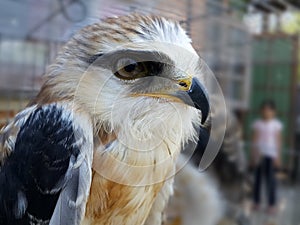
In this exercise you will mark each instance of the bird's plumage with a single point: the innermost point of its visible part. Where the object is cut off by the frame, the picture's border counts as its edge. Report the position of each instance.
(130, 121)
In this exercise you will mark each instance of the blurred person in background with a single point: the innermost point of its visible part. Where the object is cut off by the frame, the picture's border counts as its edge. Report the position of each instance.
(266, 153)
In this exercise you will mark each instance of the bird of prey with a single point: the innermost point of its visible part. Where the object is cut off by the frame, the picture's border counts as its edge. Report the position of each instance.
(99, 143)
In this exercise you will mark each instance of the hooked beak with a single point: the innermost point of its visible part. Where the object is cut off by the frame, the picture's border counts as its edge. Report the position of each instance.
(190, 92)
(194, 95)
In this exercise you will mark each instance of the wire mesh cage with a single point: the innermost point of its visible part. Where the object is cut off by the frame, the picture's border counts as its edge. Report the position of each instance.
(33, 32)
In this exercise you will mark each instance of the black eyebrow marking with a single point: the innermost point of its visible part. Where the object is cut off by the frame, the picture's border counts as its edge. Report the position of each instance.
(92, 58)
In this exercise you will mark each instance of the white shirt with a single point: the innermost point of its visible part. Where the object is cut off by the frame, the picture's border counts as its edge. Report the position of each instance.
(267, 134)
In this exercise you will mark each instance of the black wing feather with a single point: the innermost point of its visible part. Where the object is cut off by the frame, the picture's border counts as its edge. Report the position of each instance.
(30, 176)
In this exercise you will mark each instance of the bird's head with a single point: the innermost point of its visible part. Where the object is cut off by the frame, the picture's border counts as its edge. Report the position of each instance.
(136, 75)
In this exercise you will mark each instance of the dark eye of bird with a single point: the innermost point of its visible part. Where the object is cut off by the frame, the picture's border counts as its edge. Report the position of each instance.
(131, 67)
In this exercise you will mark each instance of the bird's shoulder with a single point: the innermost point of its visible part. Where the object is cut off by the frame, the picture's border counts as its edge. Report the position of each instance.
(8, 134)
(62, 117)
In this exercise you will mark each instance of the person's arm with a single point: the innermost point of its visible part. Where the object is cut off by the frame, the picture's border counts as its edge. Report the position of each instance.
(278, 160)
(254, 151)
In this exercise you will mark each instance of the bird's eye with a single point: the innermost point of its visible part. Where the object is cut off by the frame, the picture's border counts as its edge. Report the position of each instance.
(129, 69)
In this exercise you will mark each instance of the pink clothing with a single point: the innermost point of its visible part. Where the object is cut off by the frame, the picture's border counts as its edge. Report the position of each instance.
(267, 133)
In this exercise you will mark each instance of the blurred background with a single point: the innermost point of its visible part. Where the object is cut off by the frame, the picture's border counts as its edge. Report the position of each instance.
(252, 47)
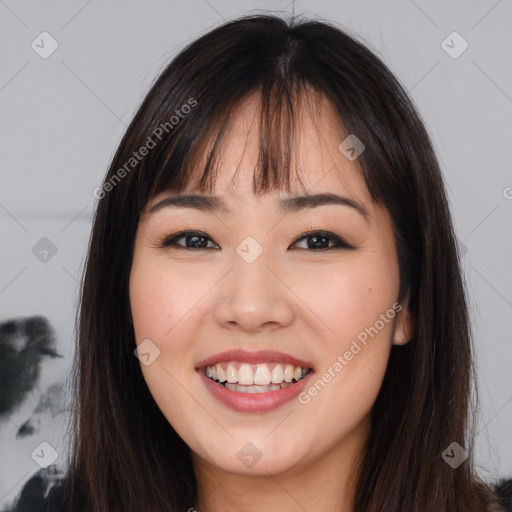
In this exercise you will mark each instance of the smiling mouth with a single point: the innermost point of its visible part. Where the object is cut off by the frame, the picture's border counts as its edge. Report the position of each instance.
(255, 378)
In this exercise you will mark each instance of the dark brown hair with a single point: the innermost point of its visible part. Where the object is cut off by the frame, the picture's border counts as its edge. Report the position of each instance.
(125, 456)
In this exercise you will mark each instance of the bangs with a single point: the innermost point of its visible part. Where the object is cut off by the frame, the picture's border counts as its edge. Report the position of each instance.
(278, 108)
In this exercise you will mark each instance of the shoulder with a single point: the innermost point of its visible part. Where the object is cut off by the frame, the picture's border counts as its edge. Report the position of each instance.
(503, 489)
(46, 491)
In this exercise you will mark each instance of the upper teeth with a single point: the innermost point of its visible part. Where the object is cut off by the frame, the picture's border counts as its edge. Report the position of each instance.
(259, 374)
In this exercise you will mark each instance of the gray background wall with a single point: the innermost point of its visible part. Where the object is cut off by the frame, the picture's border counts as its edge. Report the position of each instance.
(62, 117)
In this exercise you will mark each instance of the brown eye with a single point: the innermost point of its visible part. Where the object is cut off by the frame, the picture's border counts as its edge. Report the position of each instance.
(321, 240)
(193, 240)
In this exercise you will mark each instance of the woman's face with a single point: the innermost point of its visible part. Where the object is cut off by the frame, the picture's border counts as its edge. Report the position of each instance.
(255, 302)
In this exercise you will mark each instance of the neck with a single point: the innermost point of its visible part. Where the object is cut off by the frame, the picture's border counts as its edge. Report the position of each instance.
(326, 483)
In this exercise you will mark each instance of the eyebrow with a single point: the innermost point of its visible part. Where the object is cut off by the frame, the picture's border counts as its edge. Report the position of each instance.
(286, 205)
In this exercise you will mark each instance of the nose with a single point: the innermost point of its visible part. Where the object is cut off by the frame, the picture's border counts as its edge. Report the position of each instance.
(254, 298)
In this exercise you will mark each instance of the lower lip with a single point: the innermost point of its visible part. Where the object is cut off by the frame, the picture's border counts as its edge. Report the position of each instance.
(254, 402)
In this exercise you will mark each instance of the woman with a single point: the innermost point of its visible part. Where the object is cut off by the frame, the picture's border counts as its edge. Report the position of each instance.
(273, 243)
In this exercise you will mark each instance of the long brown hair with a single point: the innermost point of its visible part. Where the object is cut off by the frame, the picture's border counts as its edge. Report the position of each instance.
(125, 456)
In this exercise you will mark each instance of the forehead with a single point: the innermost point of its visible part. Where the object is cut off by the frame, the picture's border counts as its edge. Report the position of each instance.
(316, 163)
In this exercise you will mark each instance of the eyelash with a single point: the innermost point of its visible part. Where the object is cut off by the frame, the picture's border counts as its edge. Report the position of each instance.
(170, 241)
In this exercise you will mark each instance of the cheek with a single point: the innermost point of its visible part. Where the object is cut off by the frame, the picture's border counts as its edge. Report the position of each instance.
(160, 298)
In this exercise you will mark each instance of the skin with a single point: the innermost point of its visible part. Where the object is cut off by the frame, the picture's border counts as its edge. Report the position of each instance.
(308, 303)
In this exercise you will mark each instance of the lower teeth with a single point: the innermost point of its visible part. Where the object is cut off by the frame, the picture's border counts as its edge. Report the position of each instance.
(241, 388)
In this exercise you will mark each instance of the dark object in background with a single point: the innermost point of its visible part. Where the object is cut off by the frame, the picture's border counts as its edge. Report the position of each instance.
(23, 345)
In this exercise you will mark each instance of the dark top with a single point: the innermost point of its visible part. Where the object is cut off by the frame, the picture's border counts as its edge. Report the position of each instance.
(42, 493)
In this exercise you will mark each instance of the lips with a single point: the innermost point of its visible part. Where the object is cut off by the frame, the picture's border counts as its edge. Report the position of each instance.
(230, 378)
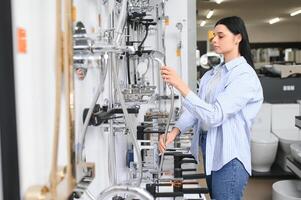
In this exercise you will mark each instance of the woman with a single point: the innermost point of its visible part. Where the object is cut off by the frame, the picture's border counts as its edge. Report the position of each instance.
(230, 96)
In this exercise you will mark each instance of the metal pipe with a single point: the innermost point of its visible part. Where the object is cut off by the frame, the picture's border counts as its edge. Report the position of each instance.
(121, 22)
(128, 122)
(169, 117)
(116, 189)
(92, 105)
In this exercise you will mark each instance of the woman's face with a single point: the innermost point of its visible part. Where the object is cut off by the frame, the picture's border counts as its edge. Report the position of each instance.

Requirements:
Skip the pictures and transcribe the rest of the records exactly.

Result of this task:
In this exercise you will mark each instance of the bird's plumage with a single point: the innermost point of its visible part. Where the object is cut off by the frame, the picture's border counts as its edge. Report the position of each instance.
(130, 121)
In this exercise you will mark each instance of the blurred person in background with a single point: the innermost point of its visible part. Where the object is cut off by the frame, the picture's border counts as its edge. Report the position of each instance.
(266, 153)
In this exercise you will mark each instance of the bird of prey with a single point: the innermost point of its visible part. Where the object is cut off by the frame, the picture's border counts as its edge. Report the position of each instance.
(99, 143)
In this exercise you will mark each instance of the hooked beak with a single point: the innermost point of its visible part. Where the object is cut off by the frame, the picture's border counts as its edge. Report the position of each instance.
(190, 92)
(194, 95)
In this exercise you will mark each instance of the wire mesh cage with a single point: the innermost point of its visible part. Where the object is cut off by the frame, the picture's border counts as its edge. Report the position of each instance.
(33, 32)
In this exercise you will mark each instance of the black eyebrow marking with a single point: the innermost point of its visible part. Where the object is cut off by the frame, the picture's border counts as its edge. Report the position of each instance.
(92, 58)
In this exercise you will mark each instance of the white shirt with a single point: the innermost point of its visible part. Where the object is cut off by the frame, the picture's border counts as its edge. Report the position of each instance.
(267, 134)
In this exercise you will mark each instance of the black wing feather with a single point: the innermost point of its visible part. Where the object is cut off by the frame, the picture's border counts as its edge. Report the position of each instance.
(30, 176)
In this exercise you will mark each instance of the bird's head with a single point: the innermost point of its visible part. Where the object is cut off by the frame, the picture's border counts as its edge. Report the position of each instance.
(136, 75)
In this exercise you will mark each instance of the dark eye of bird with a single point: the innermost point of its visible part. Where the object is cut off by the frame, the picture's border counts as its edge. Report the position of each instance.
(131, 67)
In this exercise you will mark each instance of the bird's shoulder with a single point: the innermost point of its visible part. Where the object is cut off by the frame, the picture's border counts as its edge. Report the position of each instance.
(8, 134)
(62, 117)
In this exercise you will mark each instance of the person's arm with a single point: the innermost point of its visible part. Where the object is cut off by the frame, the picture's border counts as its edge. Report the position of each instance.
(278, 160)
(254, 151)
In this exercise you will mark each instance of the bird's eye with a single point: the innermost point of its visible part. Where the object is cut off by the frame, the picture's border counts as its edge. Report the position of each instance.
(129, 69)
In this exercise you will mark each instance of the pink clothing with a single point: the innermost point of its visible part. Where the object is cut off by the frame, the picture's border counts as its edge. Report the position of each instance.
(267, 133)
In this exercise you will mark each instance of the blurred background with a single point: the innermost point of its visible part. Where the object is cut off by the frame, the picture's border counts as its edge. Report the position of each instance.
(252, 47)
In this exercise you will mark each instance of the smiling mouth with a single point: the innermost point of its visible part. Where the object is cut off by the frame, the picture's border counts as its edge. Report the position of each instance.
(255, 378)
In this exercise you will mark each instance of the dark brown hair with a single point: the innermost point of its visible part. Where the object is cut off by the frame, the picture's border counts as its edge. Report the position of each instance.
(125, 456)
In this exercise you will mark each instance of the bangs with a single point: the innermost point of its visible part. Where the object is cut off by the frame, the picture's border counts as its edge. Report the position of each instance.
(278, 108)
In this exercise you will mark each instance of the shoulder with a single point: the innermost point of its visible part. Where the object is cut off by the frame, the picture's border counts as its edge. Report the position of each instance.
(503, 489)
(46, 491)
In this exercise you will mark each instance of the upper teeth with a single point: the innermost point of its visible part. Where the object is cut off by the frame, the picture's border counts as its edge. Report the position of each instance.
(259, 374)
In this exercise you will mark each instance of the gray background wall with a single point: the innermost point of its visible part. Where the object is cut off by the frame, the picture's border counts as its edge. Report the position of each instance.
(62, 117)
In this exercise you will mark each instance of the brown eye with a single point: the innermost point of its visible part. Where the object is cut off by the frame, the picture's border counts as its edge. Report the position of each instance.
(321, 240)
(193, 240)
In this exercise you will mark each instance of the woman's face with a single point: the innermost point of its visible part. Where the object is cut off by the frame, the picture's border counts as its edge. Report the position of each instance.
(255, 302)
In this exercise you will mark each instance of the neck with a single point: the innermost point of its visible part. Where the object is cut off by the frame, the picture's border counts as its edge. Report the position of each instance.
(326, 483)
In this exercise you will mark each instance of the eyebrow with a single point: the innermost point of its visible part. Where the object is cut off by the frame, the picture's border counts as its edge. Report the position of each instance.
(286, 205)
In this exercise you will mark each instance of the nose with a single point: the innermost point of its visible part. Where the object is cut off by the frame, the picture's border counts as its edge. Report the position of each instance.
(254, 298)
In this exercise you will mark each instance of the lower lip with a single point: the innermost point of its visible part. Where the object is cut off by the frame, the picture's border counts as its edge. Report the position of each instance.
(254, 402)
In this exercise you will mark each instance of the woman with a single point: the innermost point of its visible part. Where the object is cut off by the frame, the picture's border counts as its edge. Report the position of each instance.
(273, 243)
In this exercise you will mark each instance of the long brown hair with a single point: the innermost point of its visible part. Where the object is cut off by the frame, the picture's border counts as its edge. Report the position of each instance.
(125, 456)
In this exercise you will mark each instance of the forehead with a single point: the innermost point of its visible part. Where the object is cut off by the frame, the picture's border counts as its edge. Report the position of each instance.
(316, 163)
In this exercise you will mark each instance of the eyelash with a single point: the innermost point of its visible part. Where the object is cut off by the frame, the picture's border counts as its edge. Report the position of each instance.
(170, 241)
In this exercise you will mark each instance of the cheek with a single point: the innermost point of its visible part. Where the object is cut off by the frame, the picture's border counts as its edge. Report the position of each instance.
(160, 298)
In this exercise you will mark each instance of the skin with a single point: the innermost point of its visible part. Where the object is cut off by the frame, the picture's border counts as its edge. Report the position of each instance.
(308, 303)
In this exercise you will mark each instance of the lower teeth with a single point: the innermost point of its visible part. Where the object is cut off by the frame, the picture's border counts as its edge. Report the position of each instance.
(241, 388)
In this exercise you will mark each instance of the dark object in background with a single point: the innermost point of its visible part. Where the object is cut off by the frame, the picture's border counts as its edge. Report the position of each instance.
(23, 345)
In this exercise you will mark each instance of the dark top with a single point: the innermost point of its visible part. Where the object is cut off by the frame, the picture's border counts as its edge. Report the position of each instance.
(42, 493)
In this exercise you will mark each instance of the lips with a single point: the innermost point of its visible part. Where the object is cut off by the frame, the picture's border counts as its edge. Report the position of each instance.
(230, 378)
In this exercise you will mark each instance of the woman with a single point: the innermost point of its visible part. Where the object is cut off by the frame, the picture's border counts as its edge. Report the position of each instance.
(230, 96)
In this exercise you will mark each instance of the metal pipe with a single point: the innermost point of its visible part. Where the object is cut off by the frame, the picture's border counts as its edge. Report the position of each instance.
(121, 22)
(128, 122)
(169, 117)
(116, 189)
(92, 105)
In this exercise you will mark each instance of the woman's face with a single point: the innermost point of its visible part. Where the object is cut off by the frame, the picture's border counts as its edge. Report the position of each instance.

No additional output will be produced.